(Beginning of Extract provided)

Multi-tenant cloud systems have long been a good option for various companies in the cloud space. However, many companies still don’t realize how multi-tenant architecture can work to their benefit. Some companies have adopted a complex multi-tenant cloud system while unaware of the challenges this setup presents.

Here’s a brief guide to multi-tenant cloud systems, their benefits and challenges, and how Pepperdata can help.

What is multi-tenancy?

Techtarget defines multi-tenant cloud as “a cloud computing architecture that allows customers to share computing resources in a public or private cloud.”

A simple analogy of this is an apartment building. Each individual owner has access to the unit they own, and only that unit. The owner of the building and other key personnel (housekeeper, electrician, etc.) can have access to all of the units. However, everyone in the same building still shares resources, like water and electricity.

(End of Extract provided)
(Beginning of Dataset records)

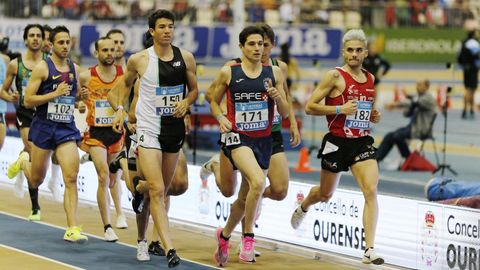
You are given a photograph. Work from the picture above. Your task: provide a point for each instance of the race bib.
(361, 119)
(230, 138)
(61, 109)
(166, 97)
(104, 113)
(277, 118)
(251, 116)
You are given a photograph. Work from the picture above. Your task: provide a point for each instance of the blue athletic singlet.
(249, 107)
(60, 109)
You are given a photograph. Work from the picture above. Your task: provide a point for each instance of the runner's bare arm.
(182, 106)
(7, 83)
(332, 82)
(40, 74)
(223, 79)
(280, 99)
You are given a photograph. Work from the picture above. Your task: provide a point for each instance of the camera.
(4, 44)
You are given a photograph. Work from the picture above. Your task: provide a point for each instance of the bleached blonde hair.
(355, 34)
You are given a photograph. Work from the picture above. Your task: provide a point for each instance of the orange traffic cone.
(303, 161)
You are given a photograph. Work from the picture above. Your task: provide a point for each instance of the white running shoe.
(370, 256)
(142, 251)
(206, 169)
(297, 217)
(121, 222)
(110, 235)
(85, 158)
(54, 188)
(18, 188)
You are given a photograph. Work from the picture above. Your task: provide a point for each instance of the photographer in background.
(468, 58)
(421, 109)
(4, 41)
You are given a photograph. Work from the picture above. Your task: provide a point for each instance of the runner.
(349, 97)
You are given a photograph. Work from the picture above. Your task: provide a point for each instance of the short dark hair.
(249, 30)
(98, 40)
(114, 31)
(158, 14)
(148, 40)
(268, 31)
(30, 26)
(56, 30)
(47, 28)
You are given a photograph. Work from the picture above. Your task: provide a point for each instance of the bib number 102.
(62, 108)
(169, 100)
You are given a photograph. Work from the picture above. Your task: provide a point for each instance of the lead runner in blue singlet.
(246, 132)
(52, 89)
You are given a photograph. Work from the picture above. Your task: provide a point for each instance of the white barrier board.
(410, 233)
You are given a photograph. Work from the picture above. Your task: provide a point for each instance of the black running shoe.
(114, 166)
(156, 249)
(172, 258)
(137, 201)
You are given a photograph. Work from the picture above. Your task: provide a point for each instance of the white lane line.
(98, 237)
(41, 257)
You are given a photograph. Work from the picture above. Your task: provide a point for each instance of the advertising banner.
(203, 42)
(417, 45)
(410, 233)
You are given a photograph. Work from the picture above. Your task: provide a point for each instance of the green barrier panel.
(418, 45)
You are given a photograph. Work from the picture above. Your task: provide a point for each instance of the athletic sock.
(34, 198)
(106, 227)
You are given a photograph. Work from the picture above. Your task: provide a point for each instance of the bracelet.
(337, 109)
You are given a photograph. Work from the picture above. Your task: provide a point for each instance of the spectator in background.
(67, 8)
(420, 109)
(136, 11)
(225, 12)
(293, 70)
(289, 11)
(468, 58)
(256, 12)
(375, 64)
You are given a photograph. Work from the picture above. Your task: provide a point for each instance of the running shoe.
(297, 217)
(156, 249)
(221, 253)
(110, 235)
(172, 258)
(239, 249)
(142, 251)
(74, 235)
(247, 253)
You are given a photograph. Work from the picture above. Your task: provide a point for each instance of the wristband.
(337, 109)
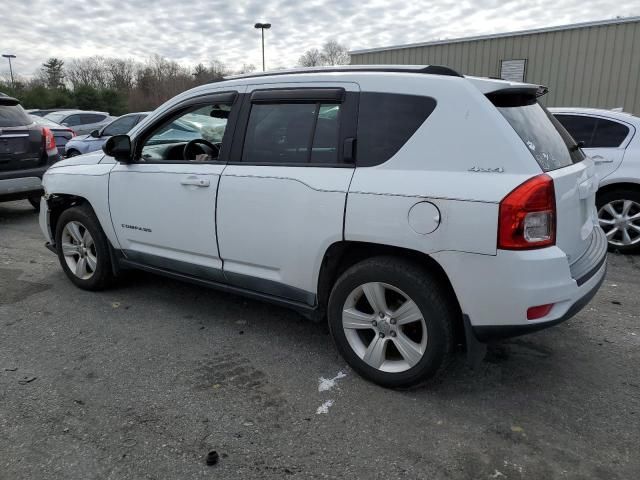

(End of Dataset records)

## Study questions
a – From the multi-tenant cloud guide, set down the stretch from "Multi-tenant cloud systems have" through "this setup presents.".
b – In the multi-tenant cloud guide's apartment building analogy, which resources does everyone in the building share?
c – Continue the multi-tenant cloud guide after its last sentence.

## Answers to each task
a –
Multi-tenant cloud systems have long been a good option for various companies in the cloud space. However, many companies still don’t realize how multi-tenant architecture can work to their benefit. Some companies have adopted a complex multi-tenant cloud system while unaware of the challenges this setup presents.

b – Water and electricity.

c –
A multi-tenant architecture follows that logic. It allows users individualized spaces to store their projects and data. In a cloud network, multi-tenant cloud systems include complex permissions that allow users access only to their data, while keeping it secure from other tenants. Only through enabling certain cloud provider permissions can tenants access the data of others.

What are the benefits of multi-tenancy?

Many of the benefits of cloud computing are only possible because of multi-tenancy. Here are two crucial ways multi-tenancy improves cloud computing:

  • Better use of resources: One machine reserved for one tenant isn’t efficient, as that one tenant is not likely to use all of the machine’s computing power. By sharing machines among multiple tenants, use of available resources is maximized.
  • Lower costs: With multiple customers sharing resources, a cloud vendor can offer their services to many customers at a much lower cost than if each customer required their own dedicated infrastructure.

Moreover, multi-tenant cloud users can also enjoy a system they can scale on demand. Not having to manage software or infrastructure is an added bonus as well. This means tenants have more opportunity to focus on other important tasks. 

What are the drawbacks of multi-tenancy?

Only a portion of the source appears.